- **問題文 1**: 本文によると、樋泉聡子さんが中心スタッフを務める宿泊滞在施設の名前は何ですか。

- **本文**:
特集 “創造的過疎地”
神山町で暮らす

ゆるく元気でタフな土地。 移り住んだ神山町で始めた “実験する宿”

行動力がある。意志がある。好きなことがある。目的がある。
理想の暮らしを見つける。だから、移住をする。
それはとても素晴らしいことだと思う。
だけど、ここではそういう話しが聞きたいわけではなくて。

大きなドラマがあるわけではなく、淡々と。基本的には流れに身をまかせて。
人並みに悩んだり迷ったり、自分のペースで思考して、今ここにいる。
気がついたら、生まれ育った場所とはまったく違う土地で暮らしていた。

偶然出会った神山町の魅力にみるみるはまり、7月にオープンしたばかりの宿泊滞在施設、「WEEK 神山」の中心スタッフとして日々忙しく暮らす、樋泉聡子さん。
東京で生まれ育ち、美大に通い、会社員を経て、理想の場所神山町で宿をはじめた。

- **問題文 2**: 元データの行のうち、「Note to the class: find each instance of the man's forearm」を含む行から元データの最後までを、両端も含めて一字一句変えずに書き写してください。

- **元データ**:
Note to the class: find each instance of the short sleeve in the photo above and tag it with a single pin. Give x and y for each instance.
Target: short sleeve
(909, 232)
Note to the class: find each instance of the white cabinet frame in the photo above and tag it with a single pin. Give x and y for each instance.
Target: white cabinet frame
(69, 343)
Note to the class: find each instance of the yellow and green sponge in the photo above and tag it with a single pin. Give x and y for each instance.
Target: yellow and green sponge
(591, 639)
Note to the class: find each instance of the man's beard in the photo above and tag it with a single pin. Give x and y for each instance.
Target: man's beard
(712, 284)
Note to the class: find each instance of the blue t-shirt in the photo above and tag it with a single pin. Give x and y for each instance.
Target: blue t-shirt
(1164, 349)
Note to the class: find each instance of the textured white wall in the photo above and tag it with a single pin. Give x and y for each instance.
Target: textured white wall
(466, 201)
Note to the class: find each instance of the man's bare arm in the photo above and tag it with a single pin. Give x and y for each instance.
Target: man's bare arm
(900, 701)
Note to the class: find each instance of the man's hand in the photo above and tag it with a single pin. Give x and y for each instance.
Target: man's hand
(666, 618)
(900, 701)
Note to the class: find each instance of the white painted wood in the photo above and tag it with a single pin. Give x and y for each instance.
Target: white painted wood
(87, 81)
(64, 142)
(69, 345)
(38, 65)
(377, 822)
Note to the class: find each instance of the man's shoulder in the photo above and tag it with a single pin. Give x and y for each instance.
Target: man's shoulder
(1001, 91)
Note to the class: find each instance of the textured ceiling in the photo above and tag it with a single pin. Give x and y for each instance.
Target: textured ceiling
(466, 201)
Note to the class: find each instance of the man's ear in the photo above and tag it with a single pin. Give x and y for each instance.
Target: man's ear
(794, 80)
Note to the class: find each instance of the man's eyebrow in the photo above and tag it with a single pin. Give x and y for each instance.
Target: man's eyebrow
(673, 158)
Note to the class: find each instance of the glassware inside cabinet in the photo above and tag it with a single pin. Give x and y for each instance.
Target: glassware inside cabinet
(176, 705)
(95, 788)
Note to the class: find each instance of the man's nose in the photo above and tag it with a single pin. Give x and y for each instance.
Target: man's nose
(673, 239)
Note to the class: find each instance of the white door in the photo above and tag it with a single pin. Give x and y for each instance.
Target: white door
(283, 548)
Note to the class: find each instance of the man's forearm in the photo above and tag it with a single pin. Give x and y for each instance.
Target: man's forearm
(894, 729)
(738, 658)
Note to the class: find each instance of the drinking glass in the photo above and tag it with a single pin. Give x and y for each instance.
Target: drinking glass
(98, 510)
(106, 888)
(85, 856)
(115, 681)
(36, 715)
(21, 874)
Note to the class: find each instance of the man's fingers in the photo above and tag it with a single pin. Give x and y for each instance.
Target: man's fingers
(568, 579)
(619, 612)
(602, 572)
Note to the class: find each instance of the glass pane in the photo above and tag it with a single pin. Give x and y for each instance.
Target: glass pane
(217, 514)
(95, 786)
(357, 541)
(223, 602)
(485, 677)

- **正解 1**: 「WEEK 神山」です。

- **正解 2**:
Note to the class: find each instance of the man's forearm in the photo above and tag it with a single pin. Give x and y for each instance.
Target: man's forearm
(894, 729)
(738, 658)
Note to the class: find each instance of the drinking glass in the photo above and tag it with a single pin. Give x and y for each instance.
Target: drinking glass
(98, 510)
(106, 888)
(85, 856)
(115, 681)
(36, 715)
(21, 874)
Note to the class: find each instance of the man's fingers in the photo above and tag it with a single pin. Give x and y for each instance.
Target: man's fingers
(568, 579)
(619, 612)
(602, 572)
Note to the class: find each instance of the glass pane in the photo above and tag it with a single pin. Give x and y for each instance.
Target: glass pane
(217, 514)
(95, 786)
(357, 541)
(223, 602)
(485, 677)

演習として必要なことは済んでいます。